Challenge: Copy the records from the line with "Target: cabinet drawer" through the line with "27,47 -> 58,61", replacing "chrome" with "stainless steel" and leaving everything else as it is.

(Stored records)
◆ ◆ ◆ ◆
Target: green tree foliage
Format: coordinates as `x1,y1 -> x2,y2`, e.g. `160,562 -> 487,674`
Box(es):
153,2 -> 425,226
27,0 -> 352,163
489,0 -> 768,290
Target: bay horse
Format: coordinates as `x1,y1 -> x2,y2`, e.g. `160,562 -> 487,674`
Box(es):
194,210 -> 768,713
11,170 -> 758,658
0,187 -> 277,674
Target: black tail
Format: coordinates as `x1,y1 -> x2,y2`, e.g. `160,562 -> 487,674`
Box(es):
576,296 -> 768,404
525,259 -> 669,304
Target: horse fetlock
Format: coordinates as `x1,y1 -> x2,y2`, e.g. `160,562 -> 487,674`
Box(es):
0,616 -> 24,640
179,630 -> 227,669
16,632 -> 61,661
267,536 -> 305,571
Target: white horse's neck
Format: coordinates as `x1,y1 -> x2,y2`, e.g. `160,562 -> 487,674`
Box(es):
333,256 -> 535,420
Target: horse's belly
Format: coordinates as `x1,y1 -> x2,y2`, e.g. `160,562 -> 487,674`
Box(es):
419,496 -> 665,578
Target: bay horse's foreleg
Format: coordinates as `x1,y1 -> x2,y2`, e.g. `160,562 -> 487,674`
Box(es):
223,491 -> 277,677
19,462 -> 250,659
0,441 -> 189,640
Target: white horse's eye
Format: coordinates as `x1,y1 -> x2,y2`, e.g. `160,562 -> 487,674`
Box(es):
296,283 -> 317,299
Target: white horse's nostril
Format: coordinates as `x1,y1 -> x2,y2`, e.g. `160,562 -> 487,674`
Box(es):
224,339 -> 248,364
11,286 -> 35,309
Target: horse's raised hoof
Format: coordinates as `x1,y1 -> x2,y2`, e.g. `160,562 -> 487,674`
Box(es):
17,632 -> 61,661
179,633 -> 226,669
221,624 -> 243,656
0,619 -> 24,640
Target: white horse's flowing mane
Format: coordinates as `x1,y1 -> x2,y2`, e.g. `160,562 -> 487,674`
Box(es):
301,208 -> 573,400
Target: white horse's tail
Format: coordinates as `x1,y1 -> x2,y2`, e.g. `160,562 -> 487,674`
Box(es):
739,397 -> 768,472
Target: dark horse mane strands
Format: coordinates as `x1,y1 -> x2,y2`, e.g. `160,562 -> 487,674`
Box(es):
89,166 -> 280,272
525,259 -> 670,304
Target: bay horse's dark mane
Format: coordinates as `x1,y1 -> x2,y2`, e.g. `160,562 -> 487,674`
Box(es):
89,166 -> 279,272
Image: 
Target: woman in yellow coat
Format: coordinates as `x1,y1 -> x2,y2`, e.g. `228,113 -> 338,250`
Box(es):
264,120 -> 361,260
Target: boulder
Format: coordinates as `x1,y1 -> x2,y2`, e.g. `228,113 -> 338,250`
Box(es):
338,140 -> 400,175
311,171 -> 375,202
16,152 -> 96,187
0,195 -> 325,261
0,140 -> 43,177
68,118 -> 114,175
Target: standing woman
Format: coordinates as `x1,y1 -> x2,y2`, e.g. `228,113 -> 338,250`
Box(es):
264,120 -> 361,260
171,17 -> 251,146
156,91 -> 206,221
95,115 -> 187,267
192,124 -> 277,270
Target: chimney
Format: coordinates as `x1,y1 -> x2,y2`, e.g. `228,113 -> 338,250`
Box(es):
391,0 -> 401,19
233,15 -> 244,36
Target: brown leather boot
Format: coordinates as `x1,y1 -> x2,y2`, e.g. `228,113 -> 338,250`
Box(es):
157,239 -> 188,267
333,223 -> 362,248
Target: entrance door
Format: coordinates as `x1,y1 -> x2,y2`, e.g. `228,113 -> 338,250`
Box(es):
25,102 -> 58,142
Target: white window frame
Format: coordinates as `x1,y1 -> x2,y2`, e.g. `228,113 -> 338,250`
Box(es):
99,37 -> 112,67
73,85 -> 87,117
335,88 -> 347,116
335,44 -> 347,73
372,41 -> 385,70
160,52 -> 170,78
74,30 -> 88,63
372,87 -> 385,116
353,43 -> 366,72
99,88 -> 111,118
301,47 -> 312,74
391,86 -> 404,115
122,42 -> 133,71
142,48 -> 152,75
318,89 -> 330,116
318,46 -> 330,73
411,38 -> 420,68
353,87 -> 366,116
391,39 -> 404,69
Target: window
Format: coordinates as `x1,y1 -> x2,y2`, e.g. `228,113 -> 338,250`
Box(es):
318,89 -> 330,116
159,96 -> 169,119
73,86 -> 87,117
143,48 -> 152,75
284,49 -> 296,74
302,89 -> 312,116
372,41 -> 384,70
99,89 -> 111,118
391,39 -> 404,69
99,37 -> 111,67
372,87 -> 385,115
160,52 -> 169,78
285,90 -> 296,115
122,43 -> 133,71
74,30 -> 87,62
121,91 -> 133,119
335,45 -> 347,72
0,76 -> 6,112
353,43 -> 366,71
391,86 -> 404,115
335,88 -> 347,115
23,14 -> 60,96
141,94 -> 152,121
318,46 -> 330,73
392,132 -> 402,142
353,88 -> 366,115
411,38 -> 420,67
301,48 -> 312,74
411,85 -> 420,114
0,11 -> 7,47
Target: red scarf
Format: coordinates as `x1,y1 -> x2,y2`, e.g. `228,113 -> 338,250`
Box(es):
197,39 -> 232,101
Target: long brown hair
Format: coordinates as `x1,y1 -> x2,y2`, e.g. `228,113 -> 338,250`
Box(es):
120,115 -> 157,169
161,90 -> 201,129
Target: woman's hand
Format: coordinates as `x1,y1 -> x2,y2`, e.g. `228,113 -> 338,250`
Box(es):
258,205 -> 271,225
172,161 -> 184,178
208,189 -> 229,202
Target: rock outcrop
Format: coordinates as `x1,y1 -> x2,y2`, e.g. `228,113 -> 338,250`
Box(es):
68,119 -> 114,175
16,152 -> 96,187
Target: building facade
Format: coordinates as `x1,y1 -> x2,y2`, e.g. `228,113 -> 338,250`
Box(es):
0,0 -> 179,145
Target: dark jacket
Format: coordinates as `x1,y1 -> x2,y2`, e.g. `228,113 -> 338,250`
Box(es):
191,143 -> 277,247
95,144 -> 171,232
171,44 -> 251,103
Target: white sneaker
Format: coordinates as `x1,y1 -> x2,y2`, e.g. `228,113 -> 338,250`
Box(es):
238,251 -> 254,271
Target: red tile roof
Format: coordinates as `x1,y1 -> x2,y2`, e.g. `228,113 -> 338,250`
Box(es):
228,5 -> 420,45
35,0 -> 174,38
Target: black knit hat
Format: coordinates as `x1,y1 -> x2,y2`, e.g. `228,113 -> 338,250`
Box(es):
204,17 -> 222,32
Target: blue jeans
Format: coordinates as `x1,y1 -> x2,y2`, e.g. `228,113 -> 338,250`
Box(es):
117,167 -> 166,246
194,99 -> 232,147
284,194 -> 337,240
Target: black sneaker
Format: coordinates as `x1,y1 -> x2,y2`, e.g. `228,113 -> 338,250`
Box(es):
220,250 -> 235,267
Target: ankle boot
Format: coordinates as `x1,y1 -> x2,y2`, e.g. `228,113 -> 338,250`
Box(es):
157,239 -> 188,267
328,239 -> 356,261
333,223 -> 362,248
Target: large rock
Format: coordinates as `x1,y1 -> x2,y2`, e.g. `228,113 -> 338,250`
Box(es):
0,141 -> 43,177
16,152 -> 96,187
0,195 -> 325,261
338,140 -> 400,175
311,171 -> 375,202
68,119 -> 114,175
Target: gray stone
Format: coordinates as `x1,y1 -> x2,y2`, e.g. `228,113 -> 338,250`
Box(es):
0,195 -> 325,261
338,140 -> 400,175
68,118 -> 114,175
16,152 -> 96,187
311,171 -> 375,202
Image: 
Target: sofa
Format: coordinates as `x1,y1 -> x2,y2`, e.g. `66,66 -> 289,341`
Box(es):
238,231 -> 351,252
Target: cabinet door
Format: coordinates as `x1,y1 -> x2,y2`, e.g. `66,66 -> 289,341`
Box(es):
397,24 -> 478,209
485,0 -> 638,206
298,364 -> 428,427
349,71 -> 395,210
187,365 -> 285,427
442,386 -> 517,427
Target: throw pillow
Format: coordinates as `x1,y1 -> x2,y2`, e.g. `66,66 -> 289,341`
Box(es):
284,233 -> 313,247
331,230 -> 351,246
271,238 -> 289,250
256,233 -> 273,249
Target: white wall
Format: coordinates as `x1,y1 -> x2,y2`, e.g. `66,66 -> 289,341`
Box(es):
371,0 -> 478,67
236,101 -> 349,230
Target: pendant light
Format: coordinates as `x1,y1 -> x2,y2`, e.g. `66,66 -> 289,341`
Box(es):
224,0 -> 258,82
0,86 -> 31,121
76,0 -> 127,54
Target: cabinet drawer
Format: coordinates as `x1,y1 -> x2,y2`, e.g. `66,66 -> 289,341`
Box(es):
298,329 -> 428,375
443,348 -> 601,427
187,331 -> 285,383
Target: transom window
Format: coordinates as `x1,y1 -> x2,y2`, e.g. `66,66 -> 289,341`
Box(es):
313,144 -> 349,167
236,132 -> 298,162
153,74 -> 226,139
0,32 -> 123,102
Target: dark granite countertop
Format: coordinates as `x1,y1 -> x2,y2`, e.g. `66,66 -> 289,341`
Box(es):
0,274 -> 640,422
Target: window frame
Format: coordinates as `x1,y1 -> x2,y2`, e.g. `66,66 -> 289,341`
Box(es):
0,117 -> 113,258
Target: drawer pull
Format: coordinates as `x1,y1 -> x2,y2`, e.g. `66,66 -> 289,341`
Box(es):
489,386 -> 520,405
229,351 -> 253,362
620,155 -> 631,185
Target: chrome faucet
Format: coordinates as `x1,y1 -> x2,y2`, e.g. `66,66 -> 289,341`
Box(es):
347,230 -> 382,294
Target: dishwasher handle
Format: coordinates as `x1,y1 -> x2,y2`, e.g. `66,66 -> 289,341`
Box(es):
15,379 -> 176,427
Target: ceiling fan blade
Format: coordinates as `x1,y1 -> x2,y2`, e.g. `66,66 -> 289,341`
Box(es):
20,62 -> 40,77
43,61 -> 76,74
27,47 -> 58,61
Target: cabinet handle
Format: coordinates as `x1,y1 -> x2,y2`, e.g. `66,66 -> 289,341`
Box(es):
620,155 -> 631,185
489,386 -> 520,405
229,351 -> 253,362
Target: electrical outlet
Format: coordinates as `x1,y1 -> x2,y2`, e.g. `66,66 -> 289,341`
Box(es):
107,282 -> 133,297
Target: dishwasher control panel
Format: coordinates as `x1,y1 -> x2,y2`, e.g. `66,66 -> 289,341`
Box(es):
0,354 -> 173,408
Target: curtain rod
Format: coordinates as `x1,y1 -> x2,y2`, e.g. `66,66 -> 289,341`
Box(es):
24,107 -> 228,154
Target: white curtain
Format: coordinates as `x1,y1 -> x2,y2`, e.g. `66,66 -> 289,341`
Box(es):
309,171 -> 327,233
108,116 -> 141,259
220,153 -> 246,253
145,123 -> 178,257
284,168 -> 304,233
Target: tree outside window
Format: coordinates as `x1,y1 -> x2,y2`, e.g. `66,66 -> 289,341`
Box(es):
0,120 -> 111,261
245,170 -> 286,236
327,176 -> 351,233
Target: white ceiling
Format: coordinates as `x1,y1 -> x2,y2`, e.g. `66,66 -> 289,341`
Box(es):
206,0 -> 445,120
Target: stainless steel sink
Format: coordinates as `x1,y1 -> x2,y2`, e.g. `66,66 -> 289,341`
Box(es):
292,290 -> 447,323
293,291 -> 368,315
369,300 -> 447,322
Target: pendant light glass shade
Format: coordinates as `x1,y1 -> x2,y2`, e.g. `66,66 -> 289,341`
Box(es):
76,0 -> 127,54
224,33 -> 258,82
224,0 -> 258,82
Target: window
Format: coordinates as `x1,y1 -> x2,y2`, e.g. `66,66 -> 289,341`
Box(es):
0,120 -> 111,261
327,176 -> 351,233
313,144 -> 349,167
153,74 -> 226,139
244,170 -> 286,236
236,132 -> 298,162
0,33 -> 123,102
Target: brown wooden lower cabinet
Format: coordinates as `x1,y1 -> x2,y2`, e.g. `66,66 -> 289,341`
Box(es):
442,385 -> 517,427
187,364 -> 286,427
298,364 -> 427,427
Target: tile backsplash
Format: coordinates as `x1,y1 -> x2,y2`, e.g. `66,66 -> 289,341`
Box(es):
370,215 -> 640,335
◆ ◆ ◆ ◆
Correct response:
Target: cabinet drawer
Format: coordinates as `x1,y1 -> x2,y2`, e.g. `66,66 -> 289,341`
Box(es):
298,329 -> 428,375
443,348 -> 601,427
187,331 -> 285,383
Target: transom window
Format: coordinates as `x1,y1 -> x2,y2`, e.g. `66,66 -> 289,341`
Box(es):
313,144 -> 349,167
236,132 -> 298,162
153,74 -> 226,139
0,32 -> 123,102
Target: dark granite countertop
Format: coordinates as `x1,y1 -> x2,y2`, e.g. `66,66 -> 289,341`
Box(es):
0,274 -> 640,422
Target: window frame
Format: coordinates as `x1,y1 -> x2,y2`, e.g. `66,66 -> 289,341`
Box(es):
0,117 -> 113,258
Target: drawer pull
Format: coordinates as `x1,y1 -> x2,y2`, e.g. `66,66 -> 289,341`
Box(es):
489,386 -> 520,405
229,351 -> 253,362
620,155 -> 631,185
Target: stainless steel faucet
Format: coordinates as `x1,y1 -> x2,y2`, e.g. `66,66 -> 289,341`
Box(es):
347,230 -> 382,294
Target: dishwasher handle
Format: coordinates as `x1,y1 -> x2,y2`, e.g. `66,66 -> 289,341`
Box(es):
15,379 -> 176,427
Target: ceiling fan blade
Format: coordinates as `x1,y1 -> x2,y2`, e.g. `66,66 -> 289,341`
Box(es):
20,62 -> 40,77
43,61 -> 76,74
27,47 -> 58,61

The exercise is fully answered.